*Work request*. Return the data that follows, keeping every word and mark unchanged.

*Study material*.
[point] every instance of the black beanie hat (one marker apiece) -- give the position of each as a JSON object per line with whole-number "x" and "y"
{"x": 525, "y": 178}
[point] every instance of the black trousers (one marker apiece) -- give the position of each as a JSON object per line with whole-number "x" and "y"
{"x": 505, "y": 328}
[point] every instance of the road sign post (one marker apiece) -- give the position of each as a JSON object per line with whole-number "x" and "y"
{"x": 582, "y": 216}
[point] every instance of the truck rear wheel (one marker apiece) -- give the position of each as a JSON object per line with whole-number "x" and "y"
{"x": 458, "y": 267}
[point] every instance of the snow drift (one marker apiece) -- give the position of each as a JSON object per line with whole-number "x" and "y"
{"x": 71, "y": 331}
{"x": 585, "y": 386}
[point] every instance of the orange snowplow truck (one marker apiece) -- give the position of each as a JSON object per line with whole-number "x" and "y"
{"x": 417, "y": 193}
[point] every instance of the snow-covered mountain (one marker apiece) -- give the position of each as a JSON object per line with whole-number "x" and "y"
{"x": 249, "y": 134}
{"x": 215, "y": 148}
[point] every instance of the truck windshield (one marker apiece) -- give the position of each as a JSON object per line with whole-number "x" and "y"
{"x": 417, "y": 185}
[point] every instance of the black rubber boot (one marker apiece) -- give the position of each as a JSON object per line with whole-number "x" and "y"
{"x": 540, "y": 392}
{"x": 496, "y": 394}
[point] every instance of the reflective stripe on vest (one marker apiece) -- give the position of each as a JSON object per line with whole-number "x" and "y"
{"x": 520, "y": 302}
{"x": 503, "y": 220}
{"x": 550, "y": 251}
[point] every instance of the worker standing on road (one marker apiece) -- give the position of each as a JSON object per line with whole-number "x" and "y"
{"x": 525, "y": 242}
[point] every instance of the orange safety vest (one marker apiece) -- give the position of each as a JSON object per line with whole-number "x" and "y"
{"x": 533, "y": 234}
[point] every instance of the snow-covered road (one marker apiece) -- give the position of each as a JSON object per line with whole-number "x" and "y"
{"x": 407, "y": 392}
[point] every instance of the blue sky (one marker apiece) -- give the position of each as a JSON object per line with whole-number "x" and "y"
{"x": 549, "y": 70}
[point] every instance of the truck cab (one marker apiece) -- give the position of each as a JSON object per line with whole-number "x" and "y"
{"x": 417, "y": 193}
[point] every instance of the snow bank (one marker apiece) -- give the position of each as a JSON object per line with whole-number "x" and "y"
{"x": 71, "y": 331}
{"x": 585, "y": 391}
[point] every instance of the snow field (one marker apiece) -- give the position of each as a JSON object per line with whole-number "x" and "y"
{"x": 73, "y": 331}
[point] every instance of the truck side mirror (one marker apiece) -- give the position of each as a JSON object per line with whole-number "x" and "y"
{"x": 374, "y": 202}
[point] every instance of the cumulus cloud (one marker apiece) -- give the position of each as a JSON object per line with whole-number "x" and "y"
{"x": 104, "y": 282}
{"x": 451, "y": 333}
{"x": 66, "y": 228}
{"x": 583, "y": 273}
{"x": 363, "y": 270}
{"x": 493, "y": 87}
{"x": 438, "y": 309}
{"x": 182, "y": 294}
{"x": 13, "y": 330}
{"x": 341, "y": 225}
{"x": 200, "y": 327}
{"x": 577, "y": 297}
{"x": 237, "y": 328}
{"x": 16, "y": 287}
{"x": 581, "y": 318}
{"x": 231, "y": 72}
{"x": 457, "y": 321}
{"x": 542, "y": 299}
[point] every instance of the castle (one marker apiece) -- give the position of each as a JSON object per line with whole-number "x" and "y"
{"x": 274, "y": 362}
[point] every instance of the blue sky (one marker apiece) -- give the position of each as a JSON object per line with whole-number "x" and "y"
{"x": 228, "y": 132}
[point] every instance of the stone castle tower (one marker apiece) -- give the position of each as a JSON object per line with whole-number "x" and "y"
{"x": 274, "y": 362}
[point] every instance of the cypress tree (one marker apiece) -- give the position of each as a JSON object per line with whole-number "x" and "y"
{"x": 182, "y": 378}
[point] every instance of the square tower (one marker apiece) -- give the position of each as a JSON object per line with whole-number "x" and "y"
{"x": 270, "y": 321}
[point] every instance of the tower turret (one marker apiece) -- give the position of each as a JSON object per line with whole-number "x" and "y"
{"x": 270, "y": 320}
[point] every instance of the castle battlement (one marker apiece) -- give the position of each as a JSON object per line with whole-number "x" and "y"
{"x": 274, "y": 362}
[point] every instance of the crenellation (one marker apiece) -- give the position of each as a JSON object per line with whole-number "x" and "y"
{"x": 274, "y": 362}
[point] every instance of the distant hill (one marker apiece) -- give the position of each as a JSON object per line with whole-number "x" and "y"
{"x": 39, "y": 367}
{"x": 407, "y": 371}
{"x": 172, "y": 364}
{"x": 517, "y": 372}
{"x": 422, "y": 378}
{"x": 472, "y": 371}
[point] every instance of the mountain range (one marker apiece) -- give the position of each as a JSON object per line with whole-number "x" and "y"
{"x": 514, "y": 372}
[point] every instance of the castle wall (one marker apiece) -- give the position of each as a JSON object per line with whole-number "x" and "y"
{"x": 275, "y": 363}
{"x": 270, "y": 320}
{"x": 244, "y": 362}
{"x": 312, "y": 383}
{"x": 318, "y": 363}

*Result for this exercise*.
[point] every instance of the black beanie hat (one marker apiece) -- give the position of each as a JSON object per line with whole-number "x" and "y"
{"x": 525, "y": 178}
[point] every instance of the black trousers (one marker apiece) -- give the position of each as a JSON object per line with whole-number "x" and "y"
{"x": 505, "y": 328}
[point] every instance of the road sign post (one marker apiece) -- give the position of each as a JSON object per line with whole-number "x" and "y"
{"x": 582, "y": 216}
[point] every instance of the truck rear wheel (one marker apiece) -- give the position of each as a JSON object per line with whole-number "x" and "y"
{"x": 458, "y": 267}
[point] every instance of the snow drift (one marker apiece) -- give the position of each as a JSON object per line with whole-number "x" and "y"
{"x": 71, "y": 331}
{"x": 585, "y": 386}
[point] every instance of the orange snowplow truck (one marker apiece) -- give the position of each as a JSON object per line with whole-number "x" and "y"
{"x": 417, "y": 193}
[point] every instance of the snow-covered mountain (one marker apiece) -- give the position of each as a JSON object per line with whole-number "x" and "y"
{"x": 249, "y": 134}
{"x": 215, "y": 148}
[point] every instance of the truck windshield (one marker apiece) -- give the position of each as a JSON object per line with whole-number "x" and "y"
{"x": 417, "y": 185}
[point] every instance of the black rubber boot (one marker apiece) -- give the position of each as a JSON object per line with whole-number "x" and "y"
{"x": 540, "y": 392}
{"x": 496, "y": 394}
[point] every instance of the reflective stripe on vest (one marker apiece) -- give the position of each as a JSON object per line with whole-number "x" and "y"
{"x": 520, "y": 302}
{"x": 503, "y": 220}
{"x": 550, "y": 251}
[point] every instance of the worker standing on road (one marker apiece) -- give the position of each as a JSON object per line with whole-number "x" and "y"
{"x": 525, "y": 242}
[point] every instance of the orange safety vest (one marker apiece) -- give the position of each as a JSON object per line with whole-number "x" and "y"
{"x": 533, "y": 234}
[point] every instance of the snow-covered road (one marker apiece) -- give the position of each as a JSON object per line with whole-number "x" and "y"
{"x": 407, "y": 392}
[point] every instance of the blue sky (one marker apiece) -- give the position of each as a JSON object per line with whole-number "x" and "y"
{"x": 549, "y": 70}
[point] every instance of the truck cab (one marker apiece) -- give the position of each as a JSON object per line with whole-number "x" and "y"
{"x": 417, "y": 193}
[point] every instance of the snow bank (one marker apiece) -- give the position of each as a JSON object per line with whole-number "x" and "y"
{"x": 71, "y": 331}
{"x": 585, "y": 391}
[point] every instance of the snow field (one marker apiece) -- give the position of each as a JSON object per line with whole-number "x" and "y"
{"x": 73, "y": 331}
[point] every instance of the truck side mirror (one marker apiece) -- give the position of each as a JSON object per line with whole-number "x" and "y"
{"x": 374, "y": 202}
[point] every instance of the cumulus cloud (one marker apiece) -- give the position of each as a JSON object per line with whole-number "x" and "y"
{"x": 104, "y": 282}
{"x": 451, "y": 333}
{"x": 66, "y": 228}
{"x": 583, "y": 273}
{"x": 363, "y": 270}
{"x": 493, "y": 87}
{"x": 438, "y": 309}
{"x": 182, "y": 294}
{"x": 13, "y": 330}
{"x": 341, "y": 225}
{"x": 200, "y": 327}
{"x": 577, "y": 297}
{"x": 237, "y": 328}
{"x": 16, "y": 287}
{"x": 581, "y": 318}
{"x": 231, "y": 72}
{"x": 457, "y": 321}
{"x": 542, "y": 299}
[point] every instance of the castle (one marker apiece) -- give the position of each as a JSON object per line with whole-number "x" and "y"
{"x": 274, "y": 362}
[point] every instance of the blue sky (one marker apiece) -- give the position of each as a JSON object per line with whole-number "x" and "y"
{"x": 228, "y": 132}
[point] every instance of the stone castle tower (one marker apiece) -- give the position of each as a JSON object per line with whole-number "x" and "y"
{"x": 274, "y": 362}
[point] every instance of the cypress tree (one marker apiece) -- give the position of each as a JSON object per line with whole-number "x" and "y"
{"x": 182, "y": 378}
[point] every instance of the square tower (one marker apiece) -- give the position of each as a JSON object per line with whole-number "x" and "y"
{"x": 270, "y": 321}
[point] every instance of the tower turret (one marker apiece) -- give the position of each as a JSON object per line with whole-number "x" and "y"
{"x": 270, "y": 320}
[point] every instance of the castle battlement (one marker apiece) -- give the position of each as a JSON object per line with whole-number "x" and "y"
{"x": 274, "y": 362}
[point] every instance of the crenellation (one marker apiece) -- give the position of each as a JSON object per line with whole-number "x" and "y"
{"x": 274, "y": 362}
[point] every instance of the distant hill (one marker apiece) -- give the position of each as a JSON object per line with whole-number "x" and "y"
{"x": 39, "y": 367}
{"x": 407, "y": 371}
{"x": 172, "y": 364}
{"x": 517, "y": 372}
{"x": 422, "y": 378}
{"x": 472, "y": 371}
[point] every instance of the mountain range (one marker apiece) -- give the position of each as a JSON object per line with whole-number "x" and "y"
{"x": 514, "y": 372}
[point] every instance of the castle wall (one marker apiece) -- give the position of each as a JSON object per line with whole-number "x" and "y"
{"x": 275, "y": 363}
{"x": 270, "y": 320}
{"x": 244, "y": 362}
{"x": 312, "y": 383}
{"x": 318, "y": 363}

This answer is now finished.